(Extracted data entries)

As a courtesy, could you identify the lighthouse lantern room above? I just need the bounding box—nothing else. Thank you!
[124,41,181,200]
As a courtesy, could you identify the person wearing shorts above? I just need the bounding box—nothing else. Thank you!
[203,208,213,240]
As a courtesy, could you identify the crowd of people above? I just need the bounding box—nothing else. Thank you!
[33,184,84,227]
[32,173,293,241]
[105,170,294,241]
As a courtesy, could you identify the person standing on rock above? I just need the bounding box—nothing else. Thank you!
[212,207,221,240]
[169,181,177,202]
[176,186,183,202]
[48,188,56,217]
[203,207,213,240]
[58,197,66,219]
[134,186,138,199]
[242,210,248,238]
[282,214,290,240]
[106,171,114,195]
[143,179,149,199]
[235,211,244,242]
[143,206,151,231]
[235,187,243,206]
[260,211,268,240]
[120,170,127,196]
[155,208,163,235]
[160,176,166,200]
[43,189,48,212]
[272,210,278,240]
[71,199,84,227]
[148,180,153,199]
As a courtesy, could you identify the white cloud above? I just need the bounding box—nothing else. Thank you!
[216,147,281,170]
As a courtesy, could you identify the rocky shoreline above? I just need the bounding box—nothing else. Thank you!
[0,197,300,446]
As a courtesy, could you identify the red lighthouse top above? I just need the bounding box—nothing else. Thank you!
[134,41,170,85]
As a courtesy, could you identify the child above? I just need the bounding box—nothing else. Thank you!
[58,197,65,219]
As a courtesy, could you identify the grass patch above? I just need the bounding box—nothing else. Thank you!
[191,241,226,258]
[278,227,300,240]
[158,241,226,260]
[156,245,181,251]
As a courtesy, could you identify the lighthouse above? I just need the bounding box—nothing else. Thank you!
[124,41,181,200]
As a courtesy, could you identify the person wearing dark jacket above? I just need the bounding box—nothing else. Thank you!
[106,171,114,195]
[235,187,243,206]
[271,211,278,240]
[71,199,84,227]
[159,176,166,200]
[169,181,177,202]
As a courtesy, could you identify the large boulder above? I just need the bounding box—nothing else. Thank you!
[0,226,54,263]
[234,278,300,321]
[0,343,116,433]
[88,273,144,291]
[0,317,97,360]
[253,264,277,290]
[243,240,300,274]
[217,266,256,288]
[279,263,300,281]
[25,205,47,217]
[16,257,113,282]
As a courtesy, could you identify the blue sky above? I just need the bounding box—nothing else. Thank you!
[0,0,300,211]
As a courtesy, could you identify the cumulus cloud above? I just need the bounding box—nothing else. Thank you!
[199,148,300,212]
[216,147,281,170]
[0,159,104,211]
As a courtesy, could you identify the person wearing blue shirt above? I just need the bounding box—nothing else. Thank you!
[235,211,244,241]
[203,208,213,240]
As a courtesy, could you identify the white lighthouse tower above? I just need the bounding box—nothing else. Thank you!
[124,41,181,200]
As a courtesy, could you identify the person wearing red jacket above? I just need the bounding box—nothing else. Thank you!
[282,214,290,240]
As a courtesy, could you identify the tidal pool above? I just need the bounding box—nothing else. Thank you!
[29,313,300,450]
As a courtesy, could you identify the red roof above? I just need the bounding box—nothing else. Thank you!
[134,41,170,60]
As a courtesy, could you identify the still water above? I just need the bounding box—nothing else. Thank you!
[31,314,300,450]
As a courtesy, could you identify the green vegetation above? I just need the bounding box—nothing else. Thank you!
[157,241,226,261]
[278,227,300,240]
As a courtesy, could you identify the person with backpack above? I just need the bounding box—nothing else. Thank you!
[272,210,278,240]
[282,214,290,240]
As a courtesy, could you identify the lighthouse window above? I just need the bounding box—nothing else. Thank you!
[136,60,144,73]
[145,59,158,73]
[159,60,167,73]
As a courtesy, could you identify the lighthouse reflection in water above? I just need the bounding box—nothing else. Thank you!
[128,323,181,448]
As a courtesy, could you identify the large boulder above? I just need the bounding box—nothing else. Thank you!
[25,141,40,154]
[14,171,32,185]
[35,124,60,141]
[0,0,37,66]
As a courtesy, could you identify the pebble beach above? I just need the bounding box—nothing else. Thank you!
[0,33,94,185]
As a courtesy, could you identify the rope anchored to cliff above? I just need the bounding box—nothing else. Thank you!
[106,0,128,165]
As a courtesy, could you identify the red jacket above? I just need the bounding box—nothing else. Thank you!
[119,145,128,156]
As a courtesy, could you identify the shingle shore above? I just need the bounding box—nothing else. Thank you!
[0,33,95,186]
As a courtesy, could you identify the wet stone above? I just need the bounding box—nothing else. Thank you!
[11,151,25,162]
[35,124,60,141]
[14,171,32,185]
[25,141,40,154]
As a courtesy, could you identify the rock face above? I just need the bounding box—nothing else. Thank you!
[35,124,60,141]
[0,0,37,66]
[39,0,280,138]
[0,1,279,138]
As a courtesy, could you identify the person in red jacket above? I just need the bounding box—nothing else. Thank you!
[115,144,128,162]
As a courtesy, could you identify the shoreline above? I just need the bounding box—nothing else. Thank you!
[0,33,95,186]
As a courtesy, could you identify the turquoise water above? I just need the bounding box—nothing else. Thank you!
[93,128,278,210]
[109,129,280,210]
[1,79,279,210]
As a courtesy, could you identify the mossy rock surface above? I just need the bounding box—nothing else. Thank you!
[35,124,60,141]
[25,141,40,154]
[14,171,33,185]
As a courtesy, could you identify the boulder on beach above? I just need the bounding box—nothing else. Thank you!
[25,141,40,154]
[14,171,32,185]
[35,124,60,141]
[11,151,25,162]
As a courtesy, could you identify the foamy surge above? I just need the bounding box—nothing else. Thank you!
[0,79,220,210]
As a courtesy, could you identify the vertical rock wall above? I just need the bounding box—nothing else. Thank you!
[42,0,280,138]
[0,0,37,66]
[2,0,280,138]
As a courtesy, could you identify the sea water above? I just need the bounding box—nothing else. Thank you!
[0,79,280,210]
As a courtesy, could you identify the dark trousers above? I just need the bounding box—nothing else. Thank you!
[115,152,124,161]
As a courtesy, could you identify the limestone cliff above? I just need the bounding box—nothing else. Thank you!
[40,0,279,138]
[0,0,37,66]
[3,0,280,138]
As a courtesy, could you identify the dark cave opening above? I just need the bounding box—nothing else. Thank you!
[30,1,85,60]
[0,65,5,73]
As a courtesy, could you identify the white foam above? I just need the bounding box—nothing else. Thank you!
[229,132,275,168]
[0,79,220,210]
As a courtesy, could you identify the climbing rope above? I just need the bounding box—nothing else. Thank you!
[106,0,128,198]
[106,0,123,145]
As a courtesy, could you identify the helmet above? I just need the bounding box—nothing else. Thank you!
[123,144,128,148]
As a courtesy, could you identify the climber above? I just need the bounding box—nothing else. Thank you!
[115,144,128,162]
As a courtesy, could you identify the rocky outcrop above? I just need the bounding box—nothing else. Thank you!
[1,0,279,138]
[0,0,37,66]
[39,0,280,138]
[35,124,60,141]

---

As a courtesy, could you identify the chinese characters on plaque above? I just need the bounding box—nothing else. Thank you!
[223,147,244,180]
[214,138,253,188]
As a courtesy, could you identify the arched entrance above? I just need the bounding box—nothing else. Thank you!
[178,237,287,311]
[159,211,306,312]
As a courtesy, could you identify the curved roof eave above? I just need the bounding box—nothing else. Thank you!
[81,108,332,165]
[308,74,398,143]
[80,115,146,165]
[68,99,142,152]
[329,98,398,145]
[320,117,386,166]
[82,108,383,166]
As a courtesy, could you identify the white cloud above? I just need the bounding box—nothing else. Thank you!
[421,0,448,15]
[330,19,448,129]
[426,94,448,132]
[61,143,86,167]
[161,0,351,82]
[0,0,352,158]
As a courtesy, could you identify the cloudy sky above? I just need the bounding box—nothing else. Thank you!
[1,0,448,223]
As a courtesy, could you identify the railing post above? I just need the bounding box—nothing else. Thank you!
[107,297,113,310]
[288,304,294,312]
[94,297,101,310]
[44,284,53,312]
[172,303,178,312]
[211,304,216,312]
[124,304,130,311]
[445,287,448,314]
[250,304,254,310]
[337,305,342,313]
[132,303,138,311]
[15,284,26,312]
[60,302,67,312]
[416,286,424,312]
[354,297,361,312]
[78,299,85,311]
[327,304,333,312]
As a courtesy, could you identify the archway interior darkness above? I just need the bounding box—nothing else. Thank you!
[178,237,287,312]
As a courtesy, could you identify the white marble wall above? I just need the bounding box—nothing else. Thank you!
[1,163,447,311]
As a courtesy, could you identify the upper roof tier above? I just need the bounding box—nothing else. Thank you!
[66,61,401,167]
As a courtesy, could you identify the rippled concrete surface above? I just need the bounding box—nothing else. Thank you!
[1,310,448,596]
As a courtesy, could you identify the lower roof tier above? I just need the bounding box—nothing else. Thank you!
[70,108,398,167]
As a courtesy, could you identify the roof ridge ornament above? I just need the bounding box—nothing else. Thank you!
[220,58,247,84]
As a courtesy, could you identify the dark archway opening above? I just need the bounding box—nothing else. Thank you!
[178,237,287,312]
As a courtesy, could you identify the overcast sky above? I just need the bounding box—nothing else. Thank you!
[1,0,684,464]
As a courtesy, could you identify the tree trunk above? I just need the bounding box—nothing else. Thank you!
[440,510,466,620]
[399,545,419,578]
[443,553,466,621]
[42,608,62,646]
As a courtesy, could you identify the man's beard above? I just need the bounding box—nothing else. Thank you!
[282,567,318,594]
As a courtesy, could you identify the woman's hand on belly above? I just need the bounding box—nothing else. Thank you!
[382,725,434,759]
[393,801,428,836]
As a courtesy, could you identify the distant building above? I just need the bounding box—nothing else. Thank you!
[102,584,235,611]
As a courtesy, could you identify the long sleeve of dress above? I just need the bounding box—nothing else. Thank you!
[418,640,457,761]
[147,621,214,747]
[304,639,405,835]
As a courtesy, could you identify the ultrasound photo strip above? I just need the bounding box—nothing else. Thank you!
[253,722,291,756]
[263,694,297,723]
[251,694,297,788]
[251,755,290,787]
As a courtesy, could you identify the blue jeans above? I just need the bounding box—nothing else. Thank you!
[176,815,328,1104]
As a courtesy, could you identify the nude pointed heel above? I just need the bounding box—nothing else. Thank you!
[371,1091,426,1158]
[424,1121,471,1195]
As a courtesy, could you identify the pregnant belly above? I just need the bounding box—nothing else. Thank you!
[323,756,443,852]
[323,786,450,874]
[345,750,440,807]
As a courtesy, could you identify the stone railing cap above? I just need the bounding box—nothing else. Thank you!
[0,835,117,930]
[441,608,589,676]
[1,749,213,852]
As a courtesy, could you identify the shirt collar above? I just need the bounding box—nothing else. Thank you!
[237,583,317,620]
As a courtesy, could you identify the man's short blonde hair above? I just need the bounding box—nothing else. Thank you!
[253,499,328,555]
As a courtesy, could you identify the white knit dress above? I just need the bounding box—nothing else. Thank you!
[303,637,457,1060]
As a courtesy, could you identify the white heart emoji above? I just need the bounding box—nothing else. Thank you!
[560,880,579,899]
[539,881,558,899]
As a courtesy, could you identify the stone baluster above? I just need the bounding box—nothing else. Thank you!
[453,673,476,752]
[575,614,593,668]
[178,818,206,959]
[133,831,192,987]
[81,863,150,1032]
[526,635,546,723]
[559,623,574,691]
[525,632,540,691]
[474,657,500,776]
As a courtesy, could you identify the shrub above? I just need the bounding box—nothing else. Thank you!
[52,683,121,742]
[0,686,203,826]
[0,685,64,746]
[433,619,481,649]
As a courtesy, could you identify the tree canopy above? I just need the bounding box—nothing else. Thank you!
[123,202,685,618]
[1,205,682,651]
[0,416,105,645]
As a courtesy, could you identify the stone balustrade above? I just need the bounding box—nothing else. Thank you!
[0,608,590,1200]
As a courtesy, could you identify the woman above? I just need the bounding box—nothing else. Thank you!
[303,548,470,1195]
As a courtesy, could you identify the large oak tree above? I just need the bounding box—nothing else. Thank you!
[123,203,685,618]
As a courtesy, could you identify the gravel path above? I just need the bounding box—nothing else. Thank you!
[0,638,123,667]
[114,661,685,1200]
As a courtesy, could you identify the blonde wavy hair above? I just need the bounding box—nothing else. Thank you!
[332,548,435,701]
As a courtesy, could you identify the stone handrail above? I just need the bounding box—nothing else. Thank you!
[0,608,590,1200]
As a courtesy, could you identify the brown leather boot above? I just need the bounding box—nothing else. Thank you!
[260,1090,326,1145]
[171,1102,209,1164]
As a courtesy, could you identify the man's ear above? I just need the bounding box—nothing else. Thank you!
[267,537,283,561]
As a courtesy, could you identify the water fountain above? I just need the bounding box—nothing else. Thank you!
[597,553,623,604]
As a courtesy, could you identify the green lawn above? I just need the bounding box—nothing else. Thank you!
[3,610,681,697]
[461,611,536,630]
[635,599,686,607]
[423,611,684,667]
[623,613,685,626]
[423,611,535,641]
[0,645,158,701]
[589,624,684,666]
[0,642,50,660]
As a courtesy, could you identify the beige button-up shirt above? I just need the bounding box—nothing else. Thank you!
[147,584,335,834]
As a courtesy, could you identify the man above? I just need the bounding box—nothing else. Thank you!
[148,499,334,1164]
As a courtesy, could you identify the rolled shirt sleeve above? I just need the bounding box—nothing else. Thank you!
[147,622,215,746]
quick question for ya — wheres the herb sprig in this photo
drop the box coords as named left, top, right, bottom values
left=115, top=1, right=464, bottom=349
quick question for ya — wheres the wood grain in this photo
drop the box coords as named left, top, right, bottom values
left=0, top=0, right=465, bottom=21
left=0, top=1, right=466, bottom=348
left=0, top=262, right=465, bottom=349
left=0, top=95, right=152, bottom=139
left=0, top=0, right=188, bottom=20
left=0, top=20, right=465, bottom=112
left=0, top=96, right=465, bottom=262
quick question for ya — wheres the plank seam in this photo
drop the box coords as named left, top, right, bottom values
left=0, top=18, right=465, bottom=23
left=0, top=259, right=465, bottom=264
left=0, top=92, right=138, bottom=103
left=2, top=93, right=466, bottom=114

* * *

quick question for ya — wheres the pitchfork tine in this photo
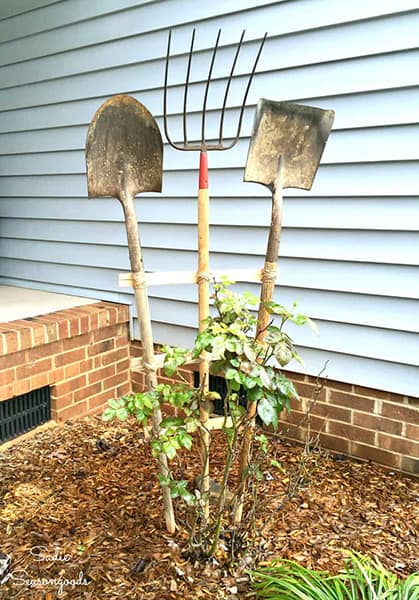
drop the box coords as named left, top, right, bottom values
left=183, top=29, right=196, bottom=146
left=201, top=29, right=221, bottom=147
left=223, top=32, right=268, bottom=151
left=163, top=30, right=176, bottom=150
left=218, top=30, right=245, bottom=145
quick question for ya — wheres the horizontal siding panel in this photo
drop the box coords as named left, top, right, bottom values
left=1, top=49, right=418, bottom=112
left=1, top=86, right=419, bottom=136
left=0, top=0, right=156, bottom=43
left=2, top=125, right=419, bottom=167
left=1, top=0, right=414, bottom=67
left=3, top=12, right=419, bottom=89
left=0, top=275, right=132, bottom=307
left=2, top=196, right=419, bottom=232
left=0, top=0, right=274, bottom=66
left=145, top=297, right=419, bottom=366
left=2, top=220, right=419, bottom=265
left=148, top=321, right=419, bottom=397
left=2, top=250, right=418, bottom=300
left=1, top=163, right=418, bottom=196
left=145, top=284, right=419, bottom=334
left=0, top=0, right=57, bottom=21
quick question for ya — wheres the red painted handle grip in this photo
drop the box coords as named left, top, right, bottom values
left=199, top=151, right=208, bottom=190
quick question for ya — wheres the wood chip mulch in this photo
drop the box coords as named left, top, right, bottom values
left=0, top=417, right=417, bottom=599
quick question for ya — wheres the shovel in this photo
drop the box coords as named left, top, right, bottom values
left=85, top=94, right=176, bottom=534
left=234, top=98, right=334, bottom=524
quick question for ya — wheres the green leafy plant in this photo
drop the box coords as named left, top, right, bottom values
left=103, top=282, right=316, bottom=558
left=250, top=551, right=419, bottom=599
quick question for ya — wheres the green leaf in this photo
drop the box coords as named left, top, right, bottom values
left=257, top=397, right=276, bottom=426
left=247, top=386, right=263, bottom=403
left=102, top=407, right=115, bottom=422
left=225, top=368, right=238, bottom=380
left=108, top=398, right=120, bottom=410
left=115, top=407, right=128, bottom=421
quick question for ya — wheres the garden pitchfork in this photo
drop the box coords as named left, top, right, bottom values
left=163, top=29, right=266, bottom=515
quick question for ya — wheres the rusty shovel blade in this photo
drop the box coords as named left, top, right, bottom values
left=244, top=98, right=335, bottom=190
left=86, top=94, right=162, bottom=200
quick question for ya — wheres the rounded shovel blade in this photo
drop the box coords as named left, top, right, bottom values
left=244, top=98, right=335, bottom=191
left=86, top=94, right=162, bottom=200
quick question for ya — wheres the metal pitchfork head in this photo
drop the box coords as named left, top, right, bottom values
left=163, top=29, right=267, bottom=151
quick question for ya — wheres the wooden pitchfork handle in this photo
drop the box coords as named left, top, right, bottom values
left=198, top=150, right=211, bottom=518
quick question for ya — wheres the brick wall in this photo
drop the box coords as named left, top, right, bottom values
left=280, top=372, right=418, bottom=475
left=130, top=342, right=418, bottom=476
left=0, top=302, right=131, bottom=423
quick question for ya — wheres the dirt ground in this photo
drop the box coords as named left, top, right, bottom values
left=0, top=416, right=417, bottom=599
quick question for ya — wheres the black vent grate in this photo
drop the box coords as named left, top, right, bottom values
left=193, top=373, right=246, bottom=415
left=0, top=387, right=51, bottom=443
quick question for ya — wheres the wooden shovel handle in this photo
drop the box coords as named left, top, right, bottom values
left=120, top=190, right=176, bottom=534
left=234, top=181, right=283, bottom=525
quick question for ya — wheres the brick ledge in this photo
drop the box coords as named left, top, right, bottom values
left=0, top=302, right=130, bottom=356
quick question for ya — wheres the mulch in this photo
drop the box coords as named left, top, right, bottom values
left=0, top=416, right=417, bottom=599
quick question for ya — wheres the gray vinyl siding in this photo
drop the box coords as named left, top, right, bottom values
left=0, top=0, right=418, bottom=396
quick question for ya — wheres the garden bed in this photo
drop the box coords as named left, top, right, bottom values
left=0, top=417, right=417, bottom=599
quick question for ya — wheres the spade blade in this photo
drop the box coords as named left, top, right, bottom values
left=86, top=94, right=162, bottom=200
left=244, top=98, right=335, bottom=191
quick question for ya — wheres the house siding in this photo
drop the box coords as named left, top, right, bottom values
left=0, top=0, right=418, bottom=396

• [EXERCISE OBJECTIVE]: Your answer should be every line above that contains the word "pitchfork".

• [WRITTEN SOLUTION]:
quick question for ya — wheres the pitchfork tine in this photo
quick question for ya — wheres the garden pitchfork in this photo
quick question for ya — wheres the metal pitchfork head in this photo
quick question for ya — wheres the wooden pitchfork handle in this photo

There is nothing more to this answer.